What the task asks: Print the records below word for word, but leave out the pictures.

Point-per-instance localization data:
- Opening Delimiter -
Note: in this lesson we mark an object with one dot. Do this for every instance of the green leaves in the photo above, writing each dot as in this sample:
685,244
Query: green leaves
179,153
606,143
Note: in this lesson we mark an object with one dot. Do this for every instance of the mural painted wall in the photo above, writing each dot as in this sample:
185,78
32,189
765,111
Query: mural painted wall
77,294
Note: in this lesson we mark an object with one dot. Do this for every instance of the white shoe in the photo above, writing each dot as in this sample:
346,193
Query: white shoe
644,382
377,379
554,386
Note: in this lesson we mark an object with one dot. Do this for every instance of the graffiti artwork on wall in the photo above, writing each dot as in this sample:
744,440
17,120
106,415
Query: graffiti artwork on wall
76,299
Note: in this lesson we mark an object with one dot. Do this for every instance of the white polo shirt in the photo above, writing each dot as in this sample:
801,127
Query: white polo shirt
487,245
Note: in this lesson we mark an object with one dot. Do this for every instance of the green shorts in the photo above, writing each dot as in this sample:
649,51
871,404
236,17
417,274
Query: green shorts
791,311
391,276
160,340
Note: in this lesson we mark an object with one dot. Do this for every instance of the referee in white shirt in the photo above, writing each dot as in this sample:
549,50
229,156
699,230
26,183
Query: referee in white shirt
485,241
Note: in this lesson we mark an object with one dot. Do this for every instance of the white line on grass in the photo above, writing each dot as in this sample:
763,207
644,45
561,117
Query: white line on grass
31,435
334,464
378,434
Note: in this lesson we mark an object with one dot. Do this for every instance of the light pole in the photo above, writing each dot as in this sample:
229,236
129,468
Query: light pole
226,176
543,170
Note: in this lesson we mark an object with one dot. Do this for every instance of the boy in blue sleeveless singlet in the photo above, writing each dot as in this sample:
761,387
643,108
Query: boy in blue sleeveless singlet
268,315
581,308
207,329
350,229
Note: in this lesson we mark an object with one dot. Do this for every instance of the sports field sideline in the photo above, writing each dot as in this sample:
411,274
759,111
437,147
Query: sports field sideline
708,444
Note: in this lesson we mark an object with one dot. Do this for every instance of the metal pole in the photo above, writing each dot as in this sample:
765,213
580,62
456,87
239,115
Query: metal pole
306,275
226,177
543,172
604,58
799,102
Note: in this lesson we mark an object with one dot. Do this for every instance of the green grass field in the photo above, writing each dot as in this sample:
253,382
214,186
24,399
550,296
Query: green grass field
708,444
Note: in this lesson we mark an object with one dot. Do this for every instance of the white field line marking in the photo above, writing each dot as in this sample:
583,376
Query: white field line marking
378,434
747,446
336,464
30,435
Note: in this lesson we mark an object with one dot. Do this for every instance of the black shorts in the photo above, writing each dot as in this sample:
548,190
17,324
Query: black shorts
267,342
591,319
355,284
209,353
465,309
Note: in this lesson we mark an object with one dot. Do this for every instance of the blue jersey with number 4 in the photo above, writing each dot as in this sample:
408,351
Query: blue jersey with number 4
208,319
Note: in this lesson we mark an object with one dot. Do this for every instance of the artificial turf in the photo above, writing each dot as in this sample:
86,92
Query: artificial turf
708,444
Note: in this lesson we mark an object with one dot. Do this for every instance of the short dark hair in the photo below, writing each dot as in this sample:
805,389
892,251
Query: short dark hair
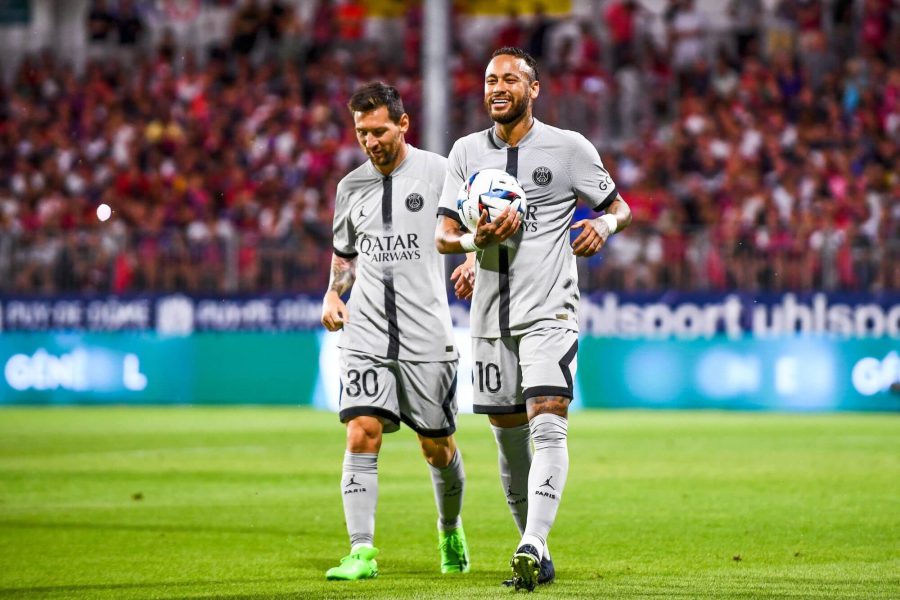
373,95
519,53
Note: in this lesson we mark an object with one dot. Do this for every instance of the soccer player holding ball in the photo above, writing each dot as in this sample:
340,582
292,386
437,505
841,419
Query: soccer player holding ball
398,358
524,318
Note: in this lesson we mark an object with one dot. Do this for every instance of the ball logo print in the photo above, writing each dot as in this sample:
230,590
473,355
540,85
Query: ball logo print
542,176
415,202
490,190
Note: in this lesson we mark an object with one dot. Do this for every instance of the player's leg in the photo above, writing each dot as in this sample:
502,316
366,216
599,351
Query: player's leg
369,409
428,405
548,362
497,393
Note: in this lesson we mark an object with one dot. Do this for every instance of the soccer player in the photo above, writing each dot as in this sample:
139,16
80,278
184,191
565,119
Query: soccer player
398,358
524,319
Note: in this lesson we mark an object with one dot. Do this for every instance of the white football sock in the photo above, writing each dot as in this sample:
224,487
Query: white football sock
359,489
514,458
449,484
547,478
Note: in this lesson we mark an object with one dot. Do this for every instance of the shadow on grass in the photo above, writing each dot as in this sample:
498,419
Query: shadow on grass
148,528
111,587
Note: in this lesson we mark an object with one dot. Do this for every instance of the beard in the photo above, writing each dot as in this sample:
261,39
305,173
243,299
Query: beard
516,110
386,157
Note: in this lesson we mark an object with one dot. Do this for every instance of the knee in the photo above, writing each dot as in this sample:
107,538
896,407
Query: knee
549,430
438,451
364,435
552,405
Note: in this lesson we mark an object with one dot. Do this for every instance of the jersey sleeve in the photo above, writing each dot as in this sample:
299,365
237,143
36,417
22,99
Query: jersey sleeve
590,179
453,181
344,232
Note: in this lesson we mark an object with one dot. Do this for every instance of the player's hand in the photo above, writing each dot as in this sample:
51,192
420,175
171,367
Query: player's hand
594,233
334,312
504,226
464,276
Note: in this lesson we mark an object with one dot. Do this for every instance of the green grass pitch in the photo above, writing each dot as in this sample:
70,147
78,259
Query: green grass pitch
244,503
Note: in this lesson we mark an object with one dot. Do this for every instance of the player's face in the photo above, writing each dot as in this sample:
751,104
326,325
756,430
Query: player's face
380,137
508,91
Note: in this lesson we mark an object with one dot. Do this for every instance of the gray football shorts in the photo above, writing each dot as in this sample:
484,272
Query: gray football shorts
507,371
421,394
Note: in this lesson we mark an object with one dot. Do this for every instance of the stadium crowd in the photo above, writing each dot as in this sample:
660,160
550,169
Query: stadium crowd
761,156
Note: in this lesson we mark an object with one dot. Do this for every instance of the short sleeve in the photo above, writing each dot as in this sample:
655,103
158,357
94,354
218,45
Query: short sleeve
- Closing Delimiter -
Written response:
Note: in this lesson we mark an object with one dot. Do this for every instance of the green leaves in the photo above, writing each dot as in this sample:
685,244
Query: green leaves
179,153
606,143
Note: in this lesson we mark an object with one dot. Do this for every instance of the mural painted wall in the photo above, writing each dot as in this sample:
185,78
32,189
765,111
Query: mural painted wall
77,294
Note: in this lesson we mark an object with one dot. Do this for every instance of the white shoe in the photo above, writing each dot as in this sample:
346,193
Query: white shoe
644,382
377,379
554,386
Note: in this lesson we mark an object with one dot. Do this for every instance of the graffiti artwork on wall in the photo above, writing each dot as in this sample:
744,440
17,120
106,415
Query: graffiti artwork on wall
76,299
Note: in this lesson we mark an object with one dot. Do this for every instance of the white polo shirt in the photo above, writing each dot as in this sample:
801,127
Query: white polo shirt
487,245
Note: in this lesson we mark an object with one dot. Do this for every instance of the green shorts in the photo above, writing each dot as in this sample:
649,51
871,404
236,17
417,274
Query: green shorts
791,311
391,276
160,340
Note: in this lesson we mark an object with one dot. Do this for every instance of the referee in white shirt in the photo above, writing each dot as in this sample:
549,50
229,156
699,230
26,183
Query: referee in white shirt
485,241
Note: in this lesson we mark an object with one dot. Do this for every instance of the white line on grass in the photo above, writing each dot as in this sample:
763,207
644,45
561,117
Query: white line on grass
31,435
334,464
378,434
Note: in this lesson we mark an object with one dot. Do this for every instance of the light pole in the photo above, writing each dot as in this sample:
229,236
129,468
Query: light pole
226,176
543,170
Note: in this lesson we mark an object with one dot. Do this for every instance of the boy in blue sleeveless singlet in the photo above, writing each dot as in this sample:
761,387
643,108
Query: boy in blue sleeveless singlet
268,315
581,308
207,329
350,229
Note: in this lesson we mark an object with one dot. Do this for every instance of the sports field sideline in the photo above, writing each dot as in this sample:
411,274
759,111
437,147
Query: sports field sideline
708,444
Note: in this lesson we mark an object with one dot. Do this for every instance of the metal pole in the photo above, writing each dot as in this sample:
765,213
580,62
456,87
239,115
Query: metal pole
306,275
226,177
543,172
604,58
799,102
Note: in this lesson we mark an object with one dot. Do this for every instance of the green grass field in the photo above, writing each dot as in this sample:
253,382
214,186
24,399
550,296
Query: green grass field
708,444
Note: in this lesson we mark an object with one dot. Do this for every instance of the white field line marking in the photo above, writing each dot as in this sample:
583,376
Query: white field line marking
378,434
747,446
336,464
30,435
Note: in this lesson we mark an object with one dot. Do this for every instance of the black shorts in the photo above, writing each dot as in this sample:
548,190
17,324
Query: black shorts
267,342
591,319
355,284
209,353
465,309
Note: in this lesson we mark an object with one dot. Do this for every instance of the blue jersey with number 4 in the photo above, writing each dot as in this sample:
408,351
Query: blue jersey with number 4
208,319
Note: in this lesson we mark an object with one dot. Do this for every instance of the artificial turf in the photo above, writing each dot as in this sample:
86,92
Query: artificial turf
708,444
Note: in this lesson we mark an object with one dot. Do this for every instance of the short dark hair in the photo below, writing each dot as in this sample:
805,389
892,251
Query: short dark hair
373,95
519,53
Note: in this lesson we mark an object with one dot. Do this for every instance of the soccer player holding ball in the photo above, writing each dot as in this sample:
340,582
292,386
437,505
841,419
Query: soccer player holding ball
398,358
524,318
Note: in this lesson we mark an object with one dot. Do this for every instance of the ball logo print in the photo above, writing each dot as in this sample:
230,590
473,355
540,85
Query: ball logo print
542,176
415,202
490,190
Note: in this lesson we mark an object with one dot. Do this for every instance of the player's leg in the photo above, writing each dot as in this sample:
502,316
366,216
599,351
Query: player's leg
369,409
428,405
548,362
497,393
Note: in this lesson we mark an object with one dot. Do this for every instance of the soccer player in the photo above, writing each dot as in this sample:
139,16
80,278
184,191
565,119
Query: soccer player
398,358
524,319
Note: in this lesson we mark an object with one dot. Do this for every instance of the white football sock in the photo above, writing each dot as in this sample:
224,487
Query: white football sock
359,489
514,458
449,484
547,478
Note: in this lesson we mark an object with one dot. Do this for every instance of the shadow on grass in the photo above, writing each dot as in this sample:
498,419
Query: shadow on grass
148,528
111,587
Note: in this lesson we mark an object with one dot. Do this for every instance of the beard in the photo above, writing each dot as in this sample:
261,39
305,173
243,299
Query: beard
516,110
386,157
Note: in this lesson we mark an object with one dot. Do this for every instance of the knee in the photo above, writing each dot as in this sample:
107,538
896,407
Query: knee
549,430
438,451
364,435
552,405
Note: in this lesson we mark an object with one dot. Do this for every instance of the jersey sleeve in the photo above, writing each dot as in this sample:
299,365
237,143
36,417
22,99
Query: jersey sleeve
590,179
453,181
344,232
Note: in this lesson we mark an object with one dot. Do this for every instance of the player's hand in the photo above, writing each dot as in this sample:
51,192
420,175
171,367
Query: player's hand
594,233
334,312
504,226
464,276
Note: in this lesson we mark an object with one dot. Do this for every instance of the green grass pitch in the photo above, writing each dot as in this sample:
70,147
78,259
Query: green grass pitch
244,503
Note: in this lesson we mark an object with one dot. Do this for every instance of the player's face in the photo above, writing each dot as in this sample:
751,104
326,325
756,430
Query: player's face
380,137
508,91
Note: in this lesson we mark an object with one dot. Do this for every instance of the gray football shorts in the photo above, writing each dot as in this sample:
484,272
Query: gray football shorts
507,371
421,394
Note: in this lesson we mark an object with one dot. Do this for every instance of the stadium crowd in the photo above, writing each dot as in this sample:
660,160
550,169
Query: stadium crowd
761,156
Note: in this lesson we mark an object with one dot. Do this for every instance of the short sleeve in the photo above, writing each dot as in this sample:
655,103
158,357
94,354
218,45
Query: short sleeve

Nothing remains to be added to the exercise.